◆ **Set problem**:
Starting at the line that contains "of the large", quote each line exactly through the last line of the entries, both included.

* START Given information *

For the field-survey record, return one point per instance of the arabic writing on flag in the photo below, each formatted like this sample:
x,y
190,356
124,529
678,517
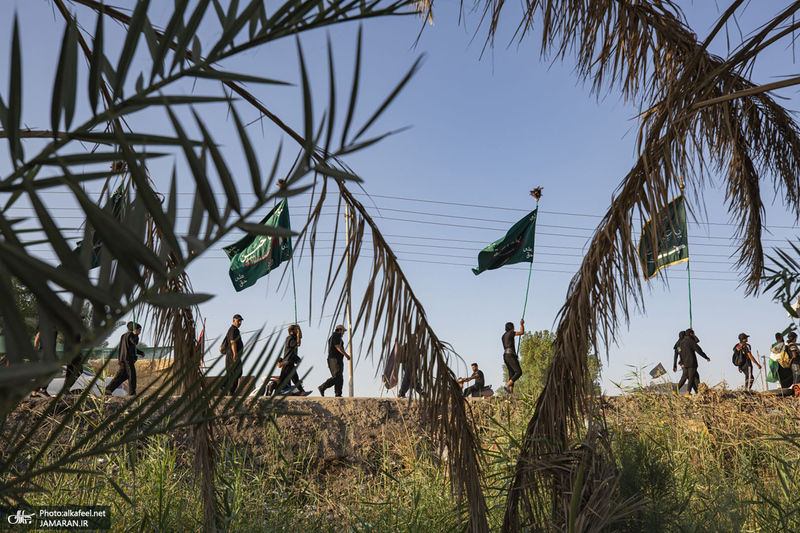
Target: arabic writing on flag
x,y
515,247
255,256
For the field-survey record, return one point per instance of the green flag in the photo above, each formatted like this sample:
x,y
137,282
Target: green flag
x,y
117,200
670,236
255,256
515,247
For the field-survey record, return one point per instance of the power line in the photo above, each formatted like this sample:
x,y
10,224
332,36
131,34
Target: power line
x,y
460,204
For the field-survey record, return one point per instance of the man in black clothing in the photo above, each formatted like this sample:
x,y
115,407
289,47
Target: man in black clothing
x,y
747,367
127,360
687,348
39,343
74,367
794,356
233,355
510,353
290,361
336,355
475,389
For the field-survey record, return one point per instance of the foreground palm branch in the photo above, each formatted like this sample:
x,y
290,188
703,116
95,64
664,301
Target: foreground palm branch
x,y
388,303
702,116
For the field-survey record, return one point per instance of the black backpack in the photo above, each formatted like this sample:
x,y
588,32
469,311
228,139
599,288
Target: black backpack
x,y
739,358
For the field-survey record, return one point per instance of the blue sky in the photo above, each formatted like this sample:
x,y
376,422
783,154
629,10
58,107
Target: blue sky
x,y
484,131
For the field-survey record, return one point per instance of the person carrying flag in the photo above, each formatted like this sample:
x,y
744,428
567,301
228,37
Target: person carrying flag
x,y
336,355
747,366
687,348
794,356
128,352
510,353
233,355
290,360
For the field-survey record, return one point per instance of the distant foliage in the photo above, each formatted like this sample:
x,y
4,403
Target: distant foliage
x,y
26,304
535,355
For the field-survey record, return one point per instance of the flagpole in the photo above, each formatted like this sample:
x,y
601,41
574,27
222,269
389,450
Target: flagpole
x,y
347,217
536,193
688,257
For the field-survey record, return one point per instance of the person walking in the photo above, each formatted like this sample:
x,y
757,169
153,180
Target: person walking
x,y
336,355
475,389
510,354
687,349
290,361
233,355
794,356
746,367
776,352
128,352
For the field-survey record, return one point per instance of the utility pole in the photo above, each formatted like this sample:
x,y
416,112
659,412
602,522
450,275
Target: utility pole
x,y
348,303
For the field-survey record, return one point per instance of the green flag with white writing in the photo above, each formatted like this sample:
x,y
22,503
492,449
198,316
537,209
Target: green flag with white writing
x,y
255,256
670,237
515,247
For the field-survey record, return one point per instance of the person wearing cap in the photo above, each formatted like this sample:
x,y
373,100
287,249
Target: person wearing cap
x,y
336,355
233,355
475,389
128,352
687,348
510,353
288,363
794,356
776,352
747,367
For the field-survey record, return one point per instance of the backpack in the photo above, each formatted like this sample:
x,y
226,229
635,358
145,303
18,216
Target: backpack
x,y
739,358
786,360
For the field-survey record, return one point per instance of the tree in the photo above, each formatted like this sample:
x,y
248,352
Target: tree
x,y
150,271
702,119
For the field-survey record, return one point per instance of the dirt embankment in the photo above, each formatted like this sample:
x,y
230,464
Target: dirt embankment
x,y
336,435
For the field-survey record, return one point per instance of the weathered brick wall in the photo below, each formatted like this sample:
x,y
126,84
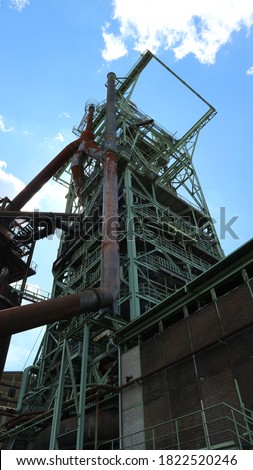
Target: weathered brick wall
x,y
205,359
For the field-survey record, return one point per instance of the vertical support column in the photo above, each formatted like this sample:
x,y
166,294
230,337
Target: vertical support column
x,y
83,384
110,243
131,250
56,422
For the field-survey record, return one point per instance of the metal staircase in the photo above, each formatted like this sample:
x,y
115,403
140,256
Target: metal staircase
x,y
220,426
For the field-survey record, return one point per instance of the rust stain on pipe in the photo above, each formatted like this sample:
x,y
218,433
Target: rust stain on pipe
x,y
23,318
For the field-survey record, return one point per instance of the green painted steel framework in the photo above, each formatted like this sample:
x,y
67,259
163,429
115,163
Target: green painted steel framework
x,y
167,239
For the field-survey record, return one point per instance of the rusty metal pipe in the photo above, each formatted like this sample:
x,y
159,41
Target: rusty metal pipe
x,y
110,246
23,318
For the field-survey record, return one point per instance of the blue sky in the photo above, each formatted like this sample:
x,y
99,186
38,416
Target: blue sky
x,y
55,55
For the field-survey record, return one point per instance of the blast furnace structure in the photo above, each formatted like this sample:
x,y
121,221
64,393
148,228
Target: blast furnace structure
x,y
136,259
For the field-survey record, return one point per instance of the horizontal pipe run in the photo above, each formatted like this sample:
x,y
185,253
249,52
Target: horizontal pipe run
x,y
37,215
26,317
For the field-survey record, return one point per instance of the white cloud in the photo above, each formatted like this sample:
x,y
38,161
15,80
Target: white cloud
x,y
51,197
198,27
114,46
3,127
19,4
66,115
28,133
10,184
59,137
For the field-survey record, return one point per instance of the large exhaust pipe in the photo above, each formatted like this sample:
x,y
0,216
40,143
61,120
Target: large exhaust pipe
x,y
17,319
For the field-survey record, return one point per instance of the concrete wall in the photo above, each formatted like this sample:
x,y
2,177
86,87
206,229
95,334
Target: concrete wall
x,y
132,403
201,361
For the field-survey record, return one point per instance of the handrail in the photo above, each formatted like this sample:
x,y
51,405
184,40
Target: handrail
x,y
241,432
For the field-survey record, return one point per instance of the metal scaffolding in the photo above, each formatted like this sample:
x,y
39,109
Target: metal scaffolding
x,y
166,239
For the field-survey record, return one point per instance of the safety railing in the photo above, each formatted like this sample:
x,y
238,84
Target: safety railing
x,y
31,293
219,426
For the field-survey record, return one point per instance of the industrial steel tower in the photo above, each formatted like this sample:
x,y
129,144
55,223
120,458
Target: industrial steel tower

* END Given information *

◆ **Full output**:
For the field-survey record, return one point per instance of the large exhaust pipe in the photo above, each formatted like this sample:
x,y
0,216
40,143
61,120
Target: large exhaust pipe
x,y
17,319
For the field-survey record, return one point per instance of the concrete wall in the photo above, each formatted like this sample:
x,y
2,177
86,87
206,229
95,334
Target: concrete wall
x,y
132,403
201,361
For the field-survey record, return one point per instance of the handrail in the photo above, each formatted like this sample:
x,y
51,405
184,40
Target: handrail
x,y
241,432
For the field-survey record, return one point per instance of the metal scaffolding in the photo above, each formatted like this sample:
x,y
39,109
Target: metal scaffolding
x,y
166,239
For the field-survey record, return one point per instance of the safety railing in the photo above, each formatted like this sample:
x,y
238,84
Target: safety railing
x,y
31,293
219,426
For the field-survey record, return one point per instance of the industrial steel tower in the photo above, each formatted like this sample:
x,y
129,144
55,223
120,458
Target: industrial steel tower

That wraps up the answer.